TEXT PROVIDED
BEGIN

Hi Tony,

The last sentence in your email catched my attention " I don't see that it
has any close relation to IBM's mainframe
OSs and their security issues." I used to have a client that claims his
systems are 100% secure. We attacked this client from his partner who was
connected over CICS connection. we disabled transactions, letting support
understand that they are not running and enable them, and then disabled
them again. LOL. Now think that I got control over your HMC (Technically
possible, especially with the new Linux architecture)  and IPL your system
during business hours several times. Again LOL. Absolutely IBM mainframe
security issue.

There are few ways to access your HMC. my interest is from BCPII (limited
functionality) and the HMC APIs. there also a way using Selenium (witch is
less stable as it is sensitive to the html sent by HMC.

Anyway, to do this, I need access to an HMC. will you donate yours?! no
harm to HMC or systems.

END

GIVEN PROBLEM 1
Gather every line of the records that contains the string "black", treating uppercase and lowercase letters as different.
The email on mainframe security has no connection to the records that come after it.

DATA ROWS

BEGIN

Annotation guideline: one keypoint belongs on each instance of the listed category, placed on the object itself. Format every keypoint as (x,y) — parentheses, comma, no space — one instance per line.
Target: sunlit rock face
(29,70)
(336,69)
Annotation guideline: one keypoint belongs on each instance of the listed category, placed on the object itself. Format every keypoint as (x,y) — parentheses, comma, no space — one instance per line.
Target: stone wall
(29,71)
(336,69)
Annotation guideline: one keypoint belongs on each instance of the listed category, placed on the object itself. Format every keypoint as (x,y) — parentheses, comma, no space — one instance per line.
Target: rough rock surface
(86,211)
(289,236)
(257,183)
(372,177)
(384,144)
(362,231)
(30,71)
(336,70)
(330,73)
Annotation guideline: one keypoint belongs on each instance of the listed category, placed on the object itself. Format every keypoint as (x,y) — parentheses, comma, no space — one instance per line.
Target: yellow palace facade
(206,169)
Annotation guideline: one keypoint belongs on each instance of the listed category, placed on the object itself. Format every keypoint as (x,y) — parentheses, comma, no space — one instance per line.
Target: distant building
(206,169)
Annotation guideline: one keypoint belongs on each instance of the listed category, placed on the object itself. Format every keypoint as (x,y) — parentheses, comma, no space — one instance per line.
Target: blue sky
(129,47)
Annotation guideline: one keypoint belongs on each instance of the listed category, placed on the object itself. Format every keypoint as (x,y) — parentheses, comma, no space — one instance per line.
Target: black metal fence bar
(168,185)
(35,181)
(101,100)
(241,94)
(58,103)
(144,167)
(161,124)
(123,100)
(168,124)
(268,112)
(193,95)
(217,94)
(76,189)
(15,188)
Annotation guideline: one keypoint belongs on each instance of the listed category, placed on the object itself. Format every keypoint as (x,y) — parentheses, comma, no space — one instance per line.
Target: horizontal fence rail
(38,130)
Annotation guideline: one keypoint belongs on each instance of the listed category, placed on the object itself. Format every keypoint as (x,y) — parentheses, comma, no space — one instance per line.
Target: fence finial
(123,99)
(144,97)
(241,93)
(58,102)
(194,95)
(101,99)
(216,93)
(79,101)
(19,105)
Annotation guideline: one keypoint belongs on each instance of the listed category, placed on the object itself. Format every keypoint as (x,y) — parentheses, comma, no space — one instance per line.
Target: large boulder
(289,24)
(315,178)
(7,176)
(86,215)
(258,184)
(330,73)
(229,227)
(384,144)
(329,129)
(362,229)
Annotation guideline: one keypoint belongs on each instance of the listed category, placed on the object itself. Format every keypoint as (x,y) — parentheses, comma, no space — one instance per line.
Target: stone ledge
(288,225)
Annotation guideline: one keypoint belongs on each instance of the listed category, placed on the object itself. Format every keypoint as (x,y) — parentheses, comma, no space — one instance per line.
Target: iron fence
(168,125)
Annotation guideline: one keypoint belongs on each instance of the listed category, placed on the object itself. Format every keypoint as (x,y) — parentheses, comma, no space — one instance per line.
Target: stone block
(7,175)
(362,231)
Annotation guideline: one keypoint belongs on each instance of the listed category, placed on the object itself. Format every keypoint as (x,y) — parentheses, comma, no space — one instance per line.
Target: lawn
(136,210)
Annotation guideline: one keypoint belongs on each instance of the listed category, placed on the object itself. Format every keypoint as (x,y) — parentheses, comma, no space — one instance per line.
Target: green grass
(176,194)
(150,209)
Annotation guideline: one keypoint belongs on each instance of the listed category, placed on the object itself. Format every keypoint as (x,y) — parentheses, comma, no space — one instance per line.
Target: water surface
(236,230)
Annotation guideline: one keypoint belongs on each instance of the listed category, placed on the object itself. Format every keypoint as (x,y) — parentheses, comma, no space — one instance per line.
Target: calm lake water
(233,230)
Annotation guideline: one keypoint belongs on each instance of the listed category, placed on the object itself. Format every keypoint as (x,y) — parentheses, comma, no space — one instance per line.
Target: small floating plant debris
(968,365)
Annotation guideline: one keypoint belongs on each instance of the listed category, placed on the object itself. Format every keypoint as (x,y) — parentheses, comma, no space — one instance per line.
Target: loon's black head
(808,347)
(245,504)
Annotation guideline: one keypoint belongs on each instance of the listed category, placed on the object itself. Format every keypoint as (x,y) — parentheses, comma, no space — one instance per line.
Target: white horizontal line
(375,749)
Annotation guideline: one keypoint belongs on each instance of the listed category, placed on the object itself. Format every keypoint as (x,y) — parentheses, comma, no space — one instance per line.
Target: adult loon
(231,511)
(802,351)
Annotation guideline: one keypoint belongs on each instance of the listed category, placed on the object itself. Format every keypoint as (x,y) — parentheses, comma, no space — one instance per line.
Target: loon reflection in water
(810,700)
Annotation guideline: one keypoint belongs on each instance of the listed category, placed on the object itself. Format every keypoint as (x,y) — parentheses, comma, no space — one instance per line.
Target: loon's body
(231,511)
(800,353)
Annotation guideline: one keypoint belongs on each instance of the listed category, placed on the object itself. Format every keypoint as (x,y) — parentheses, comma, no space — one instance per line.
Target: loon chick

END

GIVEN PROBLEM 2
Extend the email on mainframe security by writing what would come after its final sentence.

EXPECTED ANSWER 1
Target: black metal fence bar
Target: loon's black head

EXPECTED ANSWER 2
ITschak

On Sat, Feb 2, 2019 at 2:43 AM Tony Harminc <t...@harminc.net> wrote:

> On Fri, 1 Feb 2019 at 09:29, R.S. <r.skoru...@bremultibank.com.pl> wrote:
> >
> > IMHO the topic is HMC for zPDT. Unfortunately zPDT does not have HMC in
> > any form, real or emulated.
> > It's not mainframe, it's only emulation.
>
> No, zPDT *is* a mainframe. It implements a permitted subset of the
> architecture documented in the Principles of Operation.
>
> The HMC is not described in the Principles of Operation. It replaces
> the knobs, lights, and switches that provided the operator interface
> on older systems. Some of the *functions* performed by the HMC are
> architected (and are implemented by zPDT without an HMC), but none of
> how it works or what the interface looks like. Here is the only
> description of anything like an HMC in the POO:
>
> "Operator Facilities
> The operator facilities provide the functions necessary for operator
> control of the machine. Associated with the operator facilities may be
> an operator-console device, which may also be used as an I/O device
> for communicating with the program.
>
> The main functions provided by the operator facilities include
> resetting, clearing, initial program loading, start, stop, alter, and
> display."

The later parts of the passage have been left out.